- [SUPPLIED MATERIAL]:

/---

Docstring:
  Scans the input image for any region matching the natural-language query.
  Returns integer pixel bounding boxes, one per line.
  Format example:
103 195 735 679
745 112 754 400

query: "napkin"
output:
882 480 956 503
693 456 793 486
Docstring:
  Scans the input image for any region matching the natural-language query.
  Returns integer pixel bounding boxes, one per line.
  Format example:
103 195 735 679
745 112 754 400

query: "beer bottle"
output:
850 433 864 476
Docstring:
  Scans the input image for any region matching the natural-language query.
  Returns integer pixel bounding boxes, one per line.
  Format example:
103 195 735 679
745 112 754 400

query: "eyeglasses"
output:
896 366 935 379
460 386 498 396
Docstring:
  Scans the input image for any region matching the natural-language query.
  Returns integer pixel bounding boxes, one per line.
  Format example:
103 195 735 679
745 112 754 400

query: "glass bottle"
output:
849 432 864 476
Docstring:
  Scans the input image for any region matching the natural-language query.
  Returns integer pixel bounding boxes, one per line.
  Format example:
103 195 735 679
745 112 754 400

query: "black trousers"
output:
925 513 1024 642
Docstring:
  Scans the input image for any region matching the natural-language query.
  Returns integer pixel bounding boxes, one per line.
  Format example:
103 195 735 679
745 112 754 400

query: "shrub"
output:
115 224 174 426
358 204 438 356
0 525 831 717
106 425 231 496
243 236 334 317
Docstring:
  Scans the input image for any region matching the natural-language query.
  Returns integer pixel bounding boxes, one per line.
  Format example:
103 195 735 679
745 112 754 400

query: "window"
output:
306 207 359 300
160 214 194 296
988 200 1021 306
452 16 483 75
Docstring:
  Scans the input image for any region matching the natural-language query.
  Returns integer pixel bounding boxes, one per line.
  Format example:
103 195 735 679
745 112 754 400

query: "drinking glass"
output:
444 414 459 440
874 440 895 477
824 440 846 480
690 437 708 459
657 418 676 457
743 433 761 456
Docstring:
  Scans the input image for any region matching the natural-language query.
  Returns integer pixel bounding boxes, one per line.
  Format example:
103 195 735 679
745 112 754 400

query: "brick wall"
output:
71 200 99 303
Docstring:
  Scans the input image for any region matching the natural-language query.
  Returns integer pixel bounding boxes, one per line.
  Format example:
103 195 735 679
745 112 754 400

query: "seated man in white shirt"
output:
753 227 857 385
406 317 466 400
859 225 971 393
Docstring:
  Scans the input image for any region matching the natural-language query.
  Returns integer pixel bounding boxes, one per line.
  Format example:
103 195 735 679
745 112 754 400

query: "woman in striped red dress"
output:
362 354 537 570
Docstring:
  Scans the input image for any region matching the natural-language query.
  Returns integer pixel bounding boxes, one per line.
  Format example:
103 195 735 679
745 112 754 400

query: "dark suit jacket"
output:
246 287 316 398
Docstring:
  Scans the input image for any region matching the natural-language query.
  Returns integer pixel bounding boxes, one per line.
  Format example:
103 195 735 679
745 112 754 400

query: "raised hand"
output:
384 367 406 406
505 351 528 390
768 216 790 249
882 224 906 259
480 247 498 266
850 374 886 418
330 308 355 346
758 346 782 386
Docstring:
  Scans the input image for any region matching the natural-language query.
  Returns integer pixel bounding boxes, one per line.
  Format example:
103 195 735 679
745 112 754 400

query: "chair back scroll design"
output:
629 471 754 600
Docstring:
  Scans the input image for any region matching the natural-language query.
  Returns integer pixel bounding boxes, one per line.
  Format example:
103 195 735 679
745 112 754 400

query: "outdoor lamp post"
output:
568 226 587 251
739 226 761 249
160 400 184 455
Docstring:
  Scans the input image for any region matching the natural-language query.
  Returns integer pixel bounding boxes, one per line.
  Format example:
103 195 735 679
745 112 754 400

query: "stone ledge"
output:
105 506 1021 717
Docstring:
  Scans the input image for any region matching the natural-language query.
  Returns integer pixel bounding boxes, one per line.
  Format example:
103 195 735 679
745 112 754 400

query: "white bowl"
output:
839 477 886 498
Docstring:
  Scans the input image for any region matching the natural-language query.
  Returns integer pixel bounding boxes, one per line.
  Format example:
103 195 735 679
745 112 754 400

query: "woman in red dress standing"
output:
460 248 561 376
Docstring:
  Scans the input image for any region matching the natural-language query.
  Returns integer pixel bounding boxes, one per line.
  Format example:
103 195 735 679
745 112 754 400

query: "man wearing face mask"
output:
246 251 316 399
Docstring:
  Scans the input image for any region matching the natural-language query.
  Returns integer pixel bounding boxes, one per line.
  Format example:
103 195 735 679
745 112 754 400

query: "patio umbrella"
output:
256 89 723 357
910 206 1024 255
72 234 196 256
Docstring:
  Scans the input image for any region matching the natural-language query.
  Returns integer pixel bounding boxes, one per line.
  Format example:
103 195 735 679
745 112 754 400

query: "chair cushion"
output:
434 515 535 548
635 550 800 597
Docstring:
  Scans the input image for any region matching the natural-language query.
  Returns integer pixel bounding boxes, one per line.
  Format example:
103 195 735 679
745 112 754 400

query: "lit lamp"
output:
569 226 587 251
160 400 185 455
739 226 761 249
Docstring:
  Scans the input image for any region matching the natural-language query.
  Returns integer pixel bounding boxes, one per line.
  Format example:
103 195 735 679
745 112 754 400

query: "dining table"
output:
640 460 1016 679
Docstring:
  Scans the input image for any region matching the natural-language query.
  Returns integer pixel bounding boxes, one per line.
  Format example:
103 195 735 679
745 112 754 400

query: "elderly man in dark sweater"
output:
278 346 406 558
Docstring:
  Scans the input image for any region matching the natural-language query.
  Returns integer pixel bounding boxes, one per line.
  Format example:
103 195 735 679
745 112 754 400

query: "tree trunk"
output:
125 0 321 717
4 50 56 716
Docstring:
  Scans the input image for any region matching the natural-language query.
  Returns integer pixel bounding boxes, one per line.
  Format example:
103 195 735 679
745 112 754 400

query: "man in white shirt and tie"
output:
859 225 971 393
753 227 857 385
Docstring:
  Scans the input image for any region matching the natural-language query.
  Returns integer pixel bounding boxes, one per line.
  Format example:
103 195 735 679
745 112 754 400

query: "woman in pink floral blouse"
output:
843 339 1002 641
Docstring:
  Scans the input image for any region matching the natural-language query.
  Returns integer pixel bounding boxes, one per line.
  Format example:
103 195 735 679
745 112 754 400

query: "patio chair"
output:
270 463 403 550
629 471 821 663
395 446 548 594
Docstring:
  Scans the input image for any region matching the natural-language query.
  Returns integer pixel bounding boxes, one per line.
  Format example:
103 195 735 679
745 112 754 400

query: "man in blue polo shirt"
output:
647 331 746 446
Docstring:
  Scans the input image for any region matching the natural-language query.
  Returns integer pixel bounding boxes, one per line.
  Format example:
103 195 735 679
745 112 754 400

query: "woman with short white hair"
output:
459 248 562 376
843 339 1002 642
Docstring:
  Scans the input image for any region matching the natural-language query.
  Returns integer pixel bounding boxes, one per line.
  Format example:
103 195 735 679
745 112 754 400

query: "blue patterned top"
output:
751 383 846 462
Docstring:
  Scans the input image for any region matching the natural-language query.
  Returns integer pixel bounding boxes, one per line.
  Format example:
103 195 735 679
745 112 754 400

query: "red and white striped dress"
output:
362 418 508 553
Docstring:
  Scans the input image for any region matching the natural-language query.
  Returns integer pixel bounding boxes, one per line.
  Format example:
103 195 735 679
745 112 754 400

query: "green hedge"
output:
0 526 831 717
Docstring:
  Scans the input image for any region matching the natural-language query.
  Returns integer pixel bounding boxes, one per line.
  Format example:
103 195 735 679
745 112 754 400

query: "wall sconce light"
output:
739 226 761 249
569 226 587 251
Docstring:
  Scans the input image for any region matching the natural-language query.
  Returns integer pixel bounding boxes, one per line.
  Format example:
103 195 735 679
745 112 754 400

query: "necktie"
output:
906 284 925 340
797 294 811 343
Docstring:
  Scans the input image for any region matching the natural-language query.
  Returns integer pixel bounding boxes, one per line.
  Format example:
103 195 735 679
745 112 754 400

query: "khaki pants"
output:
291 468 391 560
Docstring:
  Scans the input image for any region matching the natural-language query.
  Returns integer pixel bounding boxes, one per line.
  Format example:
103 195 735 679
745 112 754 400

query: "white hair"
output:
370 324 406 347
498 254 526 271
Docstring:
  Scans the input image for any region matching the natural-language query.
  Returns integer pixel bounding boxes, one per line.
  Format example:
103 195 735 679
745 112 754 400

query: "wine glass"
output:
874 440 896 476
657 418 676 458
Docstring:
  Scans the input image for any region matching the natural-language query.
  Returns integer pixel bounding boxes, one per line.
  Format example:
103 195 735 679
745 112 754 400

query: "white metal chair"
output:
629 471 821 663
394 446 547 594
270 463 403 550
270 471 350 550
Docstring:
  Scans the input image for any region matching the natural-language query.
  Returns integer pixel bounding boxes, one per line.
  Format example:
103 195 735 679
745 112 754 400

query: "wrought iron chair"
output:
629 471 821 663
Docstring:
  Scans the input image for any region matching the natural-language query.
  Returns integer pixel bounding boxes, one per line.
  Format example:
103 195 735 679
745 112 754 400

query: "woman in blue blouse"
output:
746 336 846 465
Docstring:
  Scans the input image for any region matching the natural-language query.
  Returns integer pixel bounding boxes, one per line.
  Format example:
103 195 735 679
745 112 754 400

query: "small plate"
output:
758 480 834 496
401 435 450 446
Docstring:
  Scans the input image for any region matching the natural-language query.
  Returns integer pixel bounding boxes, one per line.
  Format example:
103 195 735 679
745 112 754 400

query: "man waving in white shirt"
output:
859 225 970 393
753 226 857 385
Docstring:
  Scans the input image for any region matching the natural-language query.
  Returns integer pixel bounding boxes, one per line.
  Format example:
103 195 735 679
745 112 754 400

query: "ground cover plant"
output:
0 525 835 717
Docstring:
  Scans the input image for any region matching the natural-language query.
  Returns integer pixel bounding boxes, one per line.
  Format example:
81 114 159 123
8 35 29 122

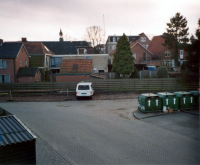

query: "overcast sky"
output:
0 0 200 41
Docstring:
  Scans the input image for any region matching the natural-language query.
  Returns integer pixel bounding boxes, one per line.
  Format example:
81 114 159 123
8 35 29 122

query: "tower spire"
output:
59 29 63 41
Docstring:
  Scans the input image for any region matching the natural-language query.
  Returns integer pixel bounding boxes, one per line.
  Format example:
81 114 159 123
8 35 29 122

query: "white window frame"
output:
180 50 183 59
165 50 170 57
0 74 10 83
25 60 28 67
140 37 146 42
133 53 136 60
0 59 7 68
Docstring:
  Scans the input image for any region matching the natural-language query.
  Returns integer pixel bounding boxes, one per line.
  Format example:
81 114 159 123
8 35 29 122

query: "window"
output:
165 50 170 57
180 50 183 59
85 56 92 59
55 57 62 65
73 65 78 68
140 37 146 42
0 75 10 83
0 60 7 68
133 53 136 60
25 60 28 67
143 53 147 61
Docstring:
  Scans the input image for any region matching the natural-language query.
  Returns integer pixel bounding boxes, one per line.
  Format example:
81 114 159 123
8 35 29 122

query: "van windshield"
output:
78 85 90 90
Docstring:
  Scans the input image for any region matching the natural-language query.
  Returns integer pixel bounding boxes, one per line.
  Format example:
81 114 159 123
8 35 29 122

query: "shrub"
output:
157 66 169 78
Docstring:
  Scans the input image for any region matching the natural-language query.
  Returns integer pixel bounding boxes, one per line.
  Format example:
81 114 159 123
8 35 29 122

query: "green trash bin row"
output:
138 93 162 112
138 91 199 112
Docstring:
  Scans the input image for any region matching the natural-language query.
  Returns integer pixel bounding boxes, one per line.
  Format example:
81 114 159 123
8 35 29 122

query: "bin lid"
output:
139 93 158 99
157 92 175 97
189 91 199 96
174 91 191 97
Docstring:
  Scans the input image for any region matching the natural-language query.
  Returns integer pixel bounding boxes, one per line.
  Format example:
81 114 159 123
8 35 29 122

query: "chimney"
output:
22 38 27 42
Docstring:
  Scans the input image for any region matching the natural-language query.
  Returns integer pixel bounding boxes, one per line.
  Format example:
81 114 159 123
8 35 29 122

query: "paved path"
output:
0 99 200 164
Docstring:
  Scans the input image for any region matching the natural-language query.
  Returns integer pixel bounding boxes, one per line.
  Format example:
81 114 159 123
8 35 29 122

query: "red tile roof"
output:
60 59 93 73
24 42 54 55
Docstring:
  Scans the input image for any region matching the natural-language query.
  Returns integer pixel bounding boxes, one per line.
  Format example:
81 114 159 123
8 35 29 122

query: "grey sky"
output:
0 0 200 41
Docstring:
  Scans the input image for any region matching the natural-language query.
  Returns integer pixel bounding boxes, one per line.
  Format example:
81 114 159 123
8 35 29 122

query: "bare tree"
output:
146 34 153 40
65 34 72 41
83 26 104 53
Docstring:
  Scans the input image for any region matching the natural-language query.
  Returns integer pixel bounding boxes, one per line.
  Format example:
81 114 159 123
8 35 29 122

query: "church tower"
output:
59 29 63 42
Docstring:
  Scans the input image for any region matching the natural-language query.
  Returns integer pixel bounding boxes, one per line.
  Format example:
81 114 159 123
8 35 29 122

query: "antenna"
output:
103 14 106 54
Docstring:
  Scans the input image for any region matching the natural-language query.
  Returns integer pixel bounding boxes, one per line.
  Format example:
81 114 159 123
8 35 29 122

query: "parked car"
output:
76 82 94 100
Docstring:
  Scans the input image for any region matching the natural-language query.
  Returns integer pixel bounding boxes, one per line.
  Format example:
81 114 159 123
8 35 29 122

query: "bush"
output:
129 68 140 78
157 66 169 78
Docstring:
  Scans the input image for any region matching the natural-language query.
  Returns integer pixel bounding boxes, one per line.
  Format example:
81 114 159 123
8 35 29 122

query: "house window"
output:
0 60 7 68
133 53 136 60
180 50 183 59
165 50 170 57
73 65 78 68
143 53 147 61
140 37 146 42
25 60 28 67
85 56 92 59
0 75 10 83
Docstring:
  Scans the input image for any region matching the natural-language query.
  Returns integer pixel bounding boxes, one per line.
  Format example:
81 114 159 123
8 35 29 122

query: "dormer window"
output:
165 50 170 57
140 37 146 42
180 50 183 59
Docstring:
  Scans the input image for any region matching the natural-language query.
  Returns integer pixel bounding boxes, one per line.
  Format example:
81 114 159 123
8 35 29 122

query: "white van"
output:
76 82 94 100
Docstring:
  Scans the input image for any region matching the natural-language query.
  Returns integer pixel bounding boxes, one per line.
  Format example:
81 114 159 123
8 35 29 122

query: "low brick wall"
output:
56 74 90 82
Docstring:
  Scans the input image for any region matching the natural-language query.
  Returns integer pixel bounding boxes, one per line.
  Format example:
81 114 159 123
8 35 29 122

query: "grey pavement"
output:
0 99 200 164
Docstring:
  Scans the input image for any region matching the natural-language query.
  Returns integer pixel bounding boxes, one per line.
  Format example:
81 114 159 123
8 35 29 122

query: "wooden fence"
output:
0 78 199 93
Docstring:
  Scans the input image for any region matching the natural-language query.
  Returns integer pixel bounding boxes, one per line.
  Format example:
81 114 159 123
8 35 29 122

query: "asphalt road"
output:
0 99 200 164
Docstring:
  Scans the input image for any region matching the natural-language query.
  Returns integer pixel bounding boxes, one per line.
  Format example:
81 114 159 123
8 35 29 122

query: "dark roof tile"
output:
0 43 22 59
17 67 38 76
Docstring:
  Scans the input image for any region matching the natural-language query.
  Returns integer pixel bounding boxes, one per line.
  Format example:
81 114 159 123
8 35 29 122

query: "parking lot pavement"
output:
1 99 200 164
139 109 200 141
36 136 73 165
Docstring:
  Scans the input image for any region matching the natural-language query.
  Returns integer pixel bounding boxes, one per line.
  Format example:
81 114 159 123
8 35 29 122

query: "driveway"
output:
0 99 200 164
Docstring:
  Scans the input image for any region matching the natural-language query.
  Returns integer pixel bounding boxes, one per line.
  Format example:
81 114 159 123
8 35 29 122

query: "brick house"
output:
148 35 187 68
0 39 29 83
56 59 93 82
110 42 153 64
16 67 41 82
106 33 151 54
72 41 94 54
23 41 54 72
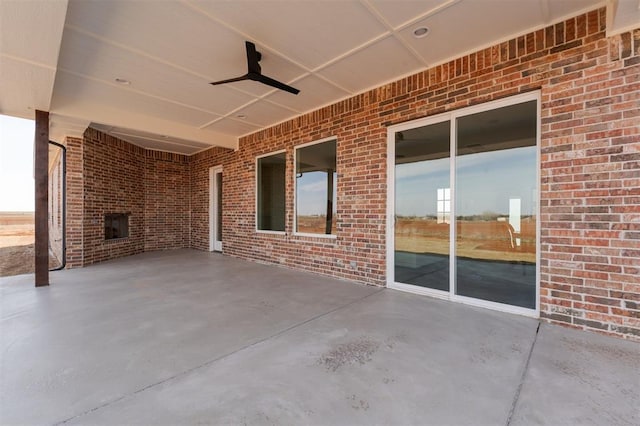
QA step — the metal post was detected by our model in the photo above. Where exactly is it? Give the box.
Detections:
[34,110,49,287]
[324,169,333,234]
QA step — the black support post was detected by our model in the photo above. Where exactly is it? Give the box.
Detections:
[34,110,49,287]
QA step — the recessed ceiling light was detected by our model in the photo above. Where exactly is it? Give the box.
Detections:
[413,27,429,38]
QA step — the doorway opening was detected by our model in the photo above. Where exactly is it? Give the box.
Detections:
[387,93,540,316]
[209,166,222,252]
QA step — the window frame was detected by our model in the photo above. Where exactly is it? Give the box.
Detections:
[385,90,542,318]
[254,149,287,235]
[102,213,131,242]
[292,136,339,239]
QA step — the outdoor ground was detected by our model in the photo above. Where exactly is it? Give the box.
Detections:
[0,212,58,277]
[0,250,640,426]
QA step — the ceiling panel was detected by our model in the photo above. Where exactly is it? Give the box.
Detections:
[0,0,624,147]
[205,118,261,135]
[52,71,217,130]
[543,0,604,25]
[191,0,386,69]
[0,0,67,67]
[0,56,55,119]
[320,37,424,92]
[369,0,452,28]
[399,1,542,64]
[234,101,296,126]
[59,29,255,114]
[267,75,349,112]
[91,123,210,155]
[67,0,246,80]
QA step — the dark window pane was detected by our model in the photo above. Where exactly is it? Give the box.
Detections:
[296,141,338,235]
[395,121,451,291]
[258,152,286,231]
[455,101,537,309]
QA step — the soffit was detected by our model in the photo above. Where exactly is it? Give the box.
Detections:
[0,0,638,153]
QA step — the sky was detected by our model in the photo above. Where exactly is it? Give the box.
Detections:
[296,172,338,216]
[0,115,35,212]
[395,146,537,220]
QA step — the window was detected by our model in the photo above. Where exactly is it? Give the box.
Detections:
[104,213,129,240]
[295,139,338,235]
[388,93,539,314]
[436,188,451,223]
[256,152,286,232]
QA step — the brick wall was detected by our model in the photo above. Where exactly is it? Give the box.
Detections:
[191,148,240,250]
[66,128,191,268]
[65,137,84,268]
[62,9,640,339]
[192,9,640,338]
[144,150,191,251]
[82,128,145,265]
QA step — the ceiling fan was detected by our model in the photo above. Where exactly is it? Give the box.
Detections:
[209,41,300,95]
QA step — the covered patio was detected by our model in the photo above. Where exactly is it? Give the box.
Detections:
[0,249,640,425]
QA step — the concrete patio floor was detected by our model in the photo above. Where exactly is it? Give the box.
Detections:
[0,250,640,425]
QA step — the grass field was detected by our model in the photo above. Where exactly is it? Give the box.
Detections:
[0,212,58,277]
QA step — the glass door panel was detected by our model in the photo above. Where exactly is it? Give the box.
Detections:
[455,101,537,309]
[394,121,451,291]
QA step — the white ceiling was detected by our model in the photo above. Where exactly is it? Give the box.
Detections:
[0,0,640,154]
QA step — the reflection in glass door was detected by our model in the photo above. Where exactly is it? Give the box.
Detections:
[388,94,538,312]
[455,101,537,309]
[394,121,451,291]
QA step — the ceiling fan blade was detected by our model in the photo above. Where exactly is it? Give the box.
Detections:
[244,41,262,74]
[256,74,300,95]
[209,74,249,86]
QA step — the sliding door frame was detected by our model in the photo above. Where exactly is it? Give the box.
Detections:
[386,91,541,318]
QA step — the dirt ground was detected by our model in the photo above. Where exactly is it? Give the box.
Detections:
[395,218,536,263]
[0,213,60,277]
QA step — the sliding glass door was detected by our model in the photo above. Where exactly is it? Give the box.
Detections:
[389,95,538,310]
[394,121,451,291]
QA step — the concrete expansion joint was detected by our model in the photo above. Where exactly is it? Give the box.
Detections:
[506,321,541,426]
[54,287,384,426]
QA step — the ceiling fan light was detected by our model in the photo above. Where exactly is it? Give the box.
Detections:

\---

- [TASK DETAILS]: Identify every line in the items above that contains the string "striped", and copy each of those lines. Case counts.

- [CORRECT RESULT]:
query: "woman in striped red dress"
query: "red and white striped dress"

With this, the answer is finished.